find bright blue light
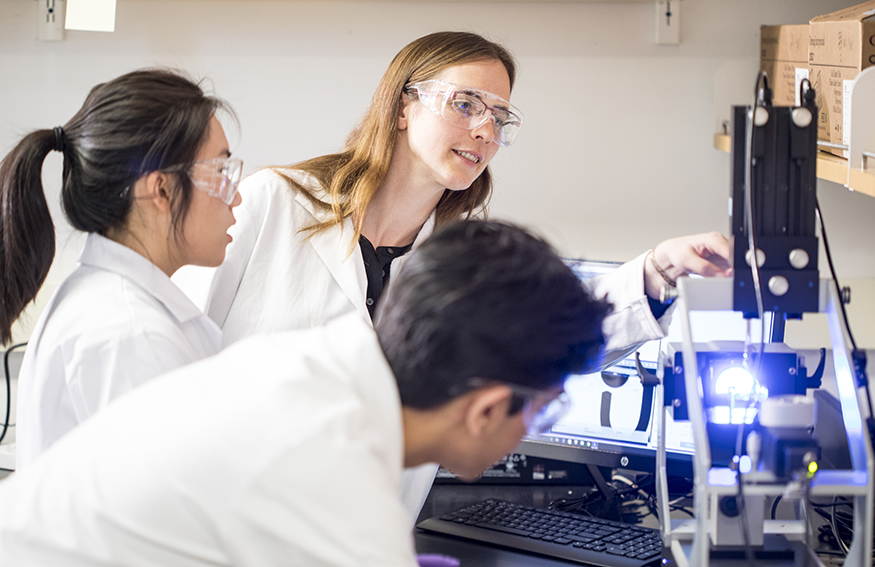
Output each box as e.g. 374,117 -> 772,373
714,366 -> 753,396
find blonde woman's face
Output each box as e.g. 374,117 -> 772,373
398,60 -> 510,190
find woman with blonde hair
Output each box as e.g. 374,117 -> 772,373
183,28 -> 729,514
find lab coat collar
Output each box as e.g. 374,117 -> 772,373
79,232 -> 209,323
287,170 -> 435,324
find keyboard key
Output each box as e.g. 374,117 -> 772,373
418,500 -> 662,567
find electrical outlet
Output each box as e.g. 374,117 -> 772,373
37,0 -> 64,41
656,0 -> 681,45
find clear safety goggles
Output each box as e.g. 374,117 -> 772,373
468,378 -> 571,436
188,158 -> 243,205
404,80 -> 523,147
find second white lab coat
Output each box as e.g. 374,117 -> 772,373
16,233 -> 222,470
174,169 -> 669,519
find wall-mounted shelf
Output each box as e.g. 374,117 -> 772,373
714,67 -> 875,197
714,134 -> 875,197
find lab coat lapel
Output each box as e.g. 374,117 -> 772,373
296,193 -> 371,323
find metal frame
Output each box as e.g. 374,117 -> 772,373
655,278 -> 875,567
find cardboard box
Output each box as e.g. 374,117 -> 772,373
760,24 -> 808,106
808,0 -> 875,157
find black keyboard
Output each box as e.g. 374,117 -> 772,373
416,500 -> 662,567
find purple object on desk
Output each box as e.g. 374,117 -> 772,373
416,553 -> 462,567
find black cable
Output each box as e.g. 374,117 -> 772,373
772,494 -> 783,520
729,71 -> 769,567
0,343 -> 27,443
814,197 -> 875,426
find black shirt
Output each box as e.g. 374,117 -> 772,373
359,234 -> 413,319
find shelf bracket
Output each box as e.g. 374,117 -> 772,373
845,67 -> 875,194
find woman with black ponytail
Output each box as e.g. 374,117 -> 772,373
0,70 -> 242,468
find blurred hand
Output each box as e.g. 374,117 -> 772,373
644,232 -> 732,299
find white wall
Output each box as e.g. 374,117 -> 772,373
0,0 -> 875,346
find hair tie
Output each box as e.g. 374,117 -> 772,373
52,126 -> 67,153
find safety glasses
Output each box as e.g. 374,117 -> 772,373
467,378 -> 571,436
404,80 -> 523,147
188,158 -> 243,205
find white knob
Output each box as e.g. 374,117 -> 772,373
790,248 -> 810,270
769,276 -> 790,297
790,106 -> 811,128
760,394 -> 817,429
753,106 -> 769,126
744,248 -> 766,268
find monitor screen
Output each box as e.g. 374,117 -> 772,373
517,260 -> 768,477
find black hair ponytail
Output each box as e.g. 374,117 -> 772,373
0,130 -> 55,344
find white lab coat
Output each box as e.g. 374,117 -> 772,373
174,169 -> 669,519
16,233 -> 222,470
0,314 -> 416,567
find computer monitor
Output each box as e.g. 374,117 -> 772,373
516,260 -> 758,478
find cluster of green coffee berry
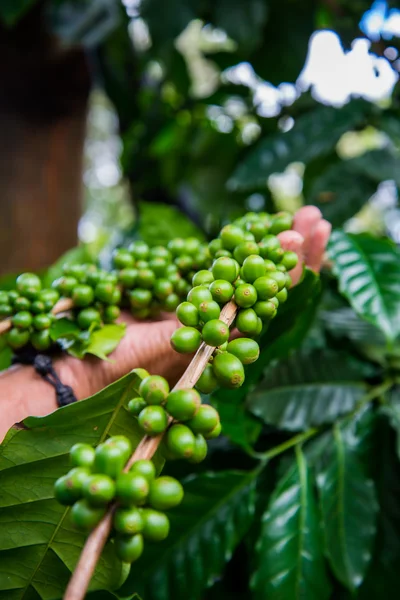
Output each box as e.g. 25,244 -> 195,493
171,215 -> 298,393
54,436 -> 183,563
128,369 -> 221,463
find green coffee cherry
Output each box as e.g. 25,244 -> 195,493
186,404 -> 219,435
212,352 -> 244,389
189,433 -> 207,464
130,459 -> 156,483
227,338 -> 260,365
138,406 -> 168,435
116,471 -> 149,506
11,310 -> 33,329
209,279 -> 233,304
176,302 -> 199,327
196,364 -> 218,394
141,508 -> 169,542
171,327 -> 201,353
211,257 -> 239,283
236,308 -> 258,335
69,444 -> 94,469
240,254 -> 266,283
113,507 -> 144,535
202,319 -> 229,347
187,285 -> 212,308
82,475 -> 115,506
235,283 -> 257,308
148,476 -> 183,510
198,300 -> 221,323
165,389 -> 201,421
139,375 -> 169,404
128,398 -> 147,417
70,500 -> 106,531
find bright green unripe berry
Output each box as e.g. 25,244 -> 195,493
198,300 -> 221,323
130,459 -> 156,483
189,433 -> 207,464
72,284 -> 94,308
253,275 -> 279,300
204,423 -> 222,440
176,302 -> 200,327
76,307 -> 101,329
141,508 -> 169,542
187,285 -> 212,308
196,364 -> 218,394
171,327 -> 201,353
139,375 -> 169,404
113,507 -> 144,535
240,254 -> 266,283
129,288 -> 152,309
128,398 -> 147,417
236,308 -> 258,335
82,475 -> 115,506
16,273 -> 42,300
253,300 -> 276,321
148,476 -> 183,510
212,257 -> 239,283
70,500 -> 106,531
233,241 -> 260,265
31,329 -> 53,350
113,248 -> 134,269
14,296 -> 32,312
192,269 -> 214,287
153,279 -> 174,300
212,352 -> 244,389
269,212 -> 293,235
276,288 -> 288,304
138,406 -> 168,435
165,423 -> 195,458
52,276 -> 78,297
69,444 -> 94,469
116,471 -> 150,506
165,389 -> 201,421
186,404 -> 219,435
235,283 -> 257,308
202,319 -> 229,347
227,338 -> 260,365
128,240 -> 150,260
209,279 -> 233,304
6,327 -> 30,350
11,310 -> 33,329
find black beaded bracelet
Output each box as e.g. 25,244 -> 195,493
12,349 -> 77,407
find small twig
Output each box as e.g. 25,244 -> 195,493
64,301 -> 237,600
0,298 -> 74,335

# # # #

* _Aim of the task_: Please return the stretch of the listing above from the line containing "find computer monitor" through the line containing "128,369 -> 221,463" word for word, leaving out any picture.

* _Final answer_:
find computer monitor
Output each box as e.g. 374,117 -> 772,373
516,260 -> 758,478
find cluster of green coffee berry
Output each box as e.g. 25,244 -> 195,493
171,215 -> 298,393
54,436 -> 183,563
128,369 -> 221,463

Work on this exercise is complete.